#### Problem details
Starting at the line with "# test: locate the spiky", transcribe each line through the final one, both included, and add nothing.

#### Records to process

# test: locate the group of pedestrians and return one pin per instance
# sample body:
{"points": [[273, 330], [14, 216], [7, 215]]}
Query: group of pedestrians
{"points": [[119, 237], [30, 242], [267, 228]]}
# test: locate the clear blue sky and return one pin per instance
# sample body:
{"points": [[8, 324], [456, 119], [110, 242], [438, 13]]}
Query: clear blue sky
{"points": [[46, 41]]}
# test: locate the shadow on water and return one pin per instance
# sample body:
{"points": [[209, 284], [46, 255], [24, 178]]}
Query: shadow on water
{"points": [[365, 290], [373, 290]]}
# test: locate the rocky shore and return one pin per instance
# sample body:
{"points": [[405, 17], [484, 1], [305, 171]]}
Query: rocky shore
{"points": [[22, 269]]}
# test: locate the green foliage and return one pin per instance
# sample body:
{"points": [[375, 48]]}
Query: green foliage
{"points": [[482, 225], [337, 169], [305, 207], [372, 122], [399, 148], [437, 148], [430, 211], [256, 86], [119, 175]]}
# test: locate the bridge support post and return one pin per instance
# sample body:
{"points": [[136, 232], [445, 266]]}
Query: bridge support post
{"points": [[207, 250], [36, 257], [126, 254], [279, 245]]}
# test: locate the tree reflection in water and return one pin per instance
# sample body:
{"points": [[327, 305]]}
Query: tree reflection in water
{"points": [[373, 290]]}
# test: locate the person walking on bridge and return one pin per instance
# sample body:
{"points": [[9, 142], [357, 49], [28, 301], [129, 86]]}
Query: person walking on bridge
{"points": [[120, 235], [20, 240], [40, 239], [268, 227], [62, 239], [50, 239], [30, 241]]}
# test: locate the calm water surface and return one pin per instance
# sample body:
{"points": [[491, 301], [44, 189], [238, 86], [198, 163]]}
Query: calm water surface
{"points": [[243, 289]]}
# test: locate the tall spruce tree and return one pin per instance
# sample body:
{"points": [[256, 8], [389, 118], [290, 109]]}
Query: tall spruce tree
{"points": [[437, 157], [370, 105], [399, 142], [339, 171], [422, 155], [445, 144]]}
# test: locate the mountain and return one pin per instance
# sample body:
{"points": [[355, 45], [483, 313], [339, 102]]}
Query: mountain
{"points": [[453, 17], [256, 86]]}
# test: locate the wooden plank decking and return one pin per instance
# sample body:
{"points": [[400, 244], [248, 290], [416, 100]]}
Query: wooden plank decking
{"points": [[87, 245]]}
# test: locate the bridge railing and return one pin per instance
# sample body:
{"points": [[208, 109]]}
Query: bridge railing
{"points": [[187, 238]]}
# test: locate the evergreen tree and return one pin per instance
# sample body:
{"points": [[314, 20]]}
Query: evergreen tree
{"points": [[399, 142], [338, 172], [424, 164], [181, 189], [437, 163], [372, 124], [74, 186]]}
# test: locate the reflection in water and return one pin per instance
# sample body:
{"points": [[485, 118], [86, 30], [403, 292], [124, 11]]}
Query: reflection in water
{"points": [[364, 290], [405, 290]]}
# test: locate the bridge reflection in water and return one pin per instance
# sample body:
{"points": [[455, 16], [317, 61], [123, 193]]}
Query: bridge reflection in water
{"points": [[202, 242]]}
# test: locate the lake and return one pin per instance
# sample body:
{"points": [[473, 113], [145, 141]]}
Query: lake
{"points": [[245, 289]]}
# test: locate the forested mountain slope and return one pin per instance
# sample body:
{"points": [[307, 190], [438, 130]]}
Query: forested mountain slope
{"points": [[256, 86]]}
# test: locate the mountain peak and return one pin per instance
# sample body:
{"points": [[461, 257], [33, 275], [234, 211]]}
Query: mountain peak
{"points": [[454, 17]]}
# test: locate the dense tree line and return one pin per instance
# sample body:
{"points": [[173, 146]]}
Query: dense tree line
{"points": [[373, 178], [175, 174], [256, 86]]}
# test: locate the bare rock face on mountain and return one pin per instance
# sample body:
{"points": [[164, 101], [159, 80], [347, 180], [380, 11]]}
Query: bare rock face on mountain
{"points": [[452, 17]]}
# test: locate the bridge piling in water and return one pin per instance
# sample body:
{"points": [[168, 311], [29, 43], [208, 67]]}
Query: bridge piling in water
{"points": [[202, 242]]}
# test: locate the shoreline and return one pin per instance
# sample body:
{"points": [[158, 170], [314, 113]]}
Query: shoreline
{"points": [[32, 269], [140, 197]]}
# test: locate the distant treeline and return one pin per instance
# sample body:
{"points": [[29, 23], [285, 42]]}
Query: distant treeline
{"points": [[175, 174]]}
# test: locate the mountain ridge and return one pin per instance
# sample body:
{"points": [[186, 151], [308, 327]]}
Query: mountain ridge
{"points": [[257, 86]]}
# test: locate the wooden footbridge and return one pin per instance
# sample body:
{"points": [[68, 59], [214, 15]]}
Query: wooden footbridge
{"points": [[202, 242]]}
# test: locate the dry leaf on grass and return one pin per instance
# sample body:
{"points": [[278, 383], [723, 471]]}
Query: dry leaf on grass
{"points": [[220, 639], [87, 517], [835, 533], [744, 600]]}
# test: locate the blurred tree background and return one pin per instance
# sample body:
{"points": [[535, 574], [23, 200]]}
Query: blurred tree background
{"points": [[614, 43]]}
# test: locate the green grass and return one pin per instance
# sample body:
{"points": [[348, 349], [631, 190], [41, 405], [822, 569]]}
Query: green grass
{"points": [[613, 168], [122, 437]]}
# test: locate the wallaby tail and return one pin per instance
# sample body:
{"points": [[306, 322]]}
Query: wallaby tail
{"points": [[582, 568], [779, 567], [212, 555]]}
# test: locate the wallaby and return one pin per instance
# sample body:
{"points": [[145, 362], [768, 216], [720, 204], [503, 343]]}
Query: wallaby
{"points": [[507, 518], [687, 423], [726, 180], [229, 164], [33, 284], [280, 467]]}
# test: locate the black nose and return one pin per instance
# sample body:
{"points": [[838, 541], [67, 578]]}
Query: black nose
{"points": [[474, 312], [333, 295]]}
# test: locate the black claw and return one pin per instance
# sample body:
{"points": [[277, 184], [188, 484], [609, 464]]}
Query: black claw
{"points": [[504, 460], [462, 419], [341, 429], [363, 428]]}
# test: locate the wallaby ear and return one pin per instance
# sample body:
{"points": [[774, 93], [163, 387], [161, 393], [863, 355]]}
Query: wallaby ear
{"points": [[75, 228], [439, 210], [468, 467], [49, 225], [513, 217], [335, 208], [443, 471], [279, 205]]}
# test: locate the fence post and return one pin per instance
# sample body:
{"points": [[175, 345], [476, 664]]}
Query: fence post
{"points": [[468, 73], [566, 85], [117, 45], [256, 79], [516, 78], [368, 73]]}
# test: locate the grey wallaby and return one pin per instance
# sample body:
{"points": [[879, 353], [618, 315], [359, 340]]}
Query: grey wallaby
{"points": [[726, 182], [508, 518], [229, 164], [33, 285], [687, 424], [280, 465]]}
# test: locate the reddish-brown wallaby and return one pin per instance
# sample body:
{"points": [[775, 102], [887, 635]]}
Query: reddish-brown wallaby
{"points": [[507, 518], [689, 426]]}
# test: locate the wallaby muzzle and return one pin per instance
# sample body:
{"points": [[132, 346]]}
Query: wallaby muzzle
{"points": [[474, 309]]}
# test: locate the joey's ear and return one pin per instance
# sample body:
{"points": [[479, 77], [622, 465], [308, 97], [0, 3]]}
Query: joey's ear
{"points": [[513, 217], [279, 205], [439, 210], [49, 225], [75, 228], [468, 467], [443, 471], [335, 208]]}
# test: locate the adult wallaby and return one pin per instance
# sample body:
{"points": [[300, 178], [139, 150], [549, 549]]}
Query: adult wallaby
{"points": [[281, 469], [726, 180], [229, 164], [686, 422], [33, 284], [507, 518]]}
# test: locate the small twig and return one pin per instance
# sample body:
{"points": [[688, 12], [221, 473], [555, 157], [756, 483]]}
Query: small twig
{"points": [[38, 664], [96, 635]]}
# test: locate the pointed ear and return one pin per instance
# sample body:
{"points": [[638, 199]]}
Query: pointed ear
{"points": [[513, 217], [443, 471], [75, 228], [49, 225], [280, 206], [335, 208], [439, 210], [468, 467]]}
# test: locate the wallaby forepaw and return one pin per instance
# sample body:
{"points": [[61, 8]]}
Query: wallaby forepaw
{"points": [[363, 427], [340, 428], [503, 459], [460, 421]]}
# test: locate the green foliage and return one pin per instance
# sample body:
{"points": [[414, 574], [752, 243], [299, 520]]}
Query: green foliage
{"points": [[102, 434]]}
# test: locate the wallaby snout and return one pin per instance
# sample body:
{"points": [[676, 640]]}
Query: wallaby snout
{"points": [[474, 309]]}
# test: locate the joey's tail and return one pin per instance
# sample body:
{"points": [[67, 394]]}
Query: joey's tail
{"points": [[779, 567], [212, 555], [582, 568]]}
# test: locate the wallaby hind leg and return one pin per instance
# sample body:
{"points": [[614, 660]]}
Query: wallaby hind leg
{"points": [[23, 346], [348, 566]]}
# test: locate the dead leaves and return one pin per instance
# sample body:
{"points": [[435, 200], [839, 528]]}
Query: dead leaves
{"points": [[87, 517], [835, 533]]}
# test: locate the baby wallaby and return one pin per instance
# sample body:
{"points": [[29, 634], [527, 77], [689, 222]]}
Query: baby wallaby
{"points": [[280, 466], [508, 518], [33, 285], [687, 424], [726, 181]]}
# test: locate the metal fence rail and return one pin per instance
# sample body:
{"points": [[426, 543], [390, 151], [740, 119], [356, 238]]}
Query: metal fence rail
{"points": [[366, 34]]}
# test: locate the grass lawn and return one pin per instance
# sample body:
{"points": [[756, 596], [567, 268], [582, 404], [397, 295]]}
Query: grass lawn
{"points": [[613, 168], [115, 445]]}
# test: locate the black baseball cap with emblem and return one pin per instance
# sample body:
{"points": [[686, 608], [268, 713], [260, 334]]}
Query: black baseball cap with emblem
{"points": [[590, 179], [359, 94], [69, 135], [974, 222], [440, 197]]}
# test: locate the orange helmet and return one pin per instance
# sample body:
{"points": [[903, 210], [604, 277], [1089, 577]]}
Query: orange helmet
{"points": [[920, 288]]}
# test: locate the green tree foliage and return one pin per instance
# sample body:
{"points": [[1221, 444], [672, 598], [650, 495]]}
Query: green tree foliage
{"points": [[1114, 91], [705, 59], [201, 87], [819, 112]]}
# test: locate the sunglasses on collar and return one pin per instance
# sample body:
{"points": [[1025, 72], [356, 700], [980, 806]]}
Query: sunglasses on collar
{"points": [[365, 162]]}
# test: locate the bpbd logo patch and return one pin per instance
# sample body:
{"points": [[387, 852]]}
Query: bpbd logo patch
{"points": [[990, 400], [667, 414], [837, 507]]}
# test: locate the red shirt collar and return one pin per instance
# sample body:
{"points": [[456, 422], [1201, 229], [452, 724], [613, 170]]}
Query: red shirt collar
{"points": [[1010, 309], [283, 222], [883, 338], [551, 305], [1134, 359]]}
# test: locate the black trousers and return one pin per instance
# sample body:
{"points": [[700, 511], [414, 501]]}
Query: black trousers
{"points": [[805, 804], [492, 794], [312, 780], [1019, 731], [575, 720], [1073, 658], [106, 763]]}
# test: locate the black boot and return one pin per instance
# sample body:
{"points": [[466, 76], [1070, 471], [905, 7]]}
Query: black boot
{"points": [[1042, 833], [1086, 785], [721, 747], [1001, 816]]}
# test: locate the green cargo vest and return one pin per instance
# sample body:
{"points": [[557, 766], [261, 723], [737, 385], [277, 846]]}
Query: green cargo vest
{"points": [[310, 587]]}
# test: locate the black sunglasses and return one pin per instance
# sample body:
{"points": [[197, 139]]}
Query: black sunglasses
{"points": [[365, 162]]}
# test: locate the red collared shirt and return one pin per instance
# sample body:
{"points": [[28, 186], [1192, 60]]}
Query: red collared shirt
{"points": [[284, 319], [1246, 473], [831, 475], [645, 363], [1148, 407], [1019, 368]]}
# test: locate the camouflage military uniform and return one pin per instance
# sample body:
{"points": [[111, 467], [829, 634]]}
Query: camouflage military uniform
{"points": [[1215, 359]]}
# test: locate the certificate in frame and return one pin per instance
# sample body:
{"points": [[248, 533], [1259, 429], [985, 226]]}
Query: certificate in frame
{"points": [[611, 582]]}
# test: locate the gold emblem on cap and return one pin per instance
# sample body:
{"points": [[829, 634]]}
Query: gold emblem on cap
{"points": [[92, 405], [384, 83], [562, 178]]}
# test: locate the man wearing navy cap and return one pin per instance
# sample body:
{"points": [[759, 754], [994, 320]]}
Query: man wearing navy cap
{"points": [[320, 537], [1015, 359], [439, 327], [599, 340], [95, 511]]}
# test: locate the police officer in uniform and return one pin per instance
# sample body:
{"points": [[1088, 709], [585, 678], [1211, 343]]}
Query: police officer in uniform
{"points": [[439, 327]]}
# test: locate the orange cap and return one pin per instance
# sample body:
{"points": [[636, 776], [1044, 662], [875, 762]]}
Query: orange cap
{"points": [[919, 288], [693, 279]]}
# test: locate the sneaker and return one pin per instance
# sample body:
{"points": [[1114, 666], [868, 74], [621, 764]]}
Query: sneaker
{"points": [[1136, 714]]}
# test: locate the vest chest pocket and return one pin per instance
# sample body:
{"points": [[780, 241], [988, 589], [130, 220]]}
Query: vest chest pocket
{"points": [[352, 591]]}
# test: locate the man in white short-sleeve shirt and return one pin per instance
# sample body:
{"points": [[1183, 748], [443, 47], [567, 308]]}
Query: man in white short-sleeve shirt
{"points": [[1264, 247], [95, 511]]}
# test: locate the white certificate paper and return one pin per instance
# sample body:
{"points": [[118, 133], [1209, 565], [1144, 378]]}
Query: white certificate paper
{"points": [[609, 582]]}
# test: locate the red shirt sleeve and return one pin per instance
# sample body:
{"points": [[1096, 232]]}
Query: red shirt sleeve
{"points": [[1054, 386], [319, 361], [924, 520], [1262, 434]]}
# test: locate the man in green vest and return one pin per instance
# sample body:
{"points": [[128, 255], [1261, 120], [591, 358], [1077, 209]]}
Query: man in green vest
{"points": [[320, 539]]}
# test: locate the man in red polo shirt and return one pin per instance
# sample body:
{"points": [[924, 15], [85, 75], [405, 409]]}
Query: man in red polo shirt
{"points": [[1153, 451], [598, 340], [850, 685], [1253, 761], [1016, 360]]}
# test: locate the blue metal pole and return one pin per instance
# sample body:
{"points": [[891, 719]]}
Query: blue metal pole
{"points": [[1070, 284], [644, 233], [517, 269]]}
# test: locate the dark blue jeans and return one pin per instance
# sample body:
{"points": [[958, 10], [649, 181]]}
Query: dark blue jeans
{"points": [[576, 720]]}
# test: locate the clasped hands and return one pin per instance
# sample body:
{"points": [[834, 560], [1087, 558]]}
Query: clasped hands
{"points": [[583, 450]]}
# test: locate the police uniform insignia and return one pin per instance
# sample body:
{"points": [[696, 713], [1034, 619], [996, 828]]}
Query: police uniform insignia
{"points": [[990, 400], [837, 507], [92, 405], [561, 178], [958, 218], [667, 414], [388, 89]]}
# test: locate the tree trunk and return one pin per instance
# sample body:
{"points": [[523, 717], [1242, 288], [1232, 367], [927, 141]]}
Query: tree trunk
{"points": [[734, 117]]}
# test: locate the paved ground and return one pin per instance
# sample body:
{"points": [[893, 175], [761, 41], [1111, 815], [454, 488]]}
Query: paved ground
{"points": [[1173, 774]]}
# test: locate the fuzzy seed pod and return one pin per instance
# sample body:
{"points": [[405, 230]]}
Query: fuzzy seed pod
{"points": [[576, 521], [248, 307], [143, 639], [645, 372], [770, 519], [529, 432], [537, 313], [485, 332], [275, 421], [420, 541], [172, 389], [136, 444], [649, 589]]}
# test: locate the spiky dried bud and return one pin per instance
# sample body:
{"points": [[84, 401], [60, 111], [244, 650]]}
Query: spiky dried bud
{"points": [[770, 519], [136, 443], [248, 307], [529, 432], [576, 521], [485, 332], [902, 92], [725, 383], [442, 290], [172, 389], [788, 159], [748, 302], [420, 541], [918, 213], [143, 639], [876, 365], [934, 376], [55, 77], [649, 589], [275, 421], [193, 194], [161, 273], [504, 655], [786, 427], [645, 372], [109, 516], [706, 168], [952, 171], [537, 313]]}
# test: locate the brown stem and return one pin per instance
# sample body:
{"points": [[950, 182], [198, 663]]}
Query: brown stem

#### Exercise answer
# test: locate the spiky dried bud and return one pin per instance
# sample body:
{"points": [[84, 401], [60, 111], [244, 650]]}
Query: spiky dried bud
{"points": [[770, 519], [136, 443], [248, 307], [529, 432], [576, 521], [485, 332], [902, 92], [725, 383], [442, 290], [172, 389], [788, 159], [748, 302], [420, 541], [918, 213], [143, 639], [876, 365], [934, 376], [55, 77], [649, 589], [275, 421], [193, 194], [161, 273], [504, 655], [786, 427], [645, 372], [109, 516], [706, 168], [952, 171], [537, 313]]}
# test: locate the brown stem and return one pin per instance
# sample body:
{"points": [[950, 182], [198, 663]]}
Query: brown stem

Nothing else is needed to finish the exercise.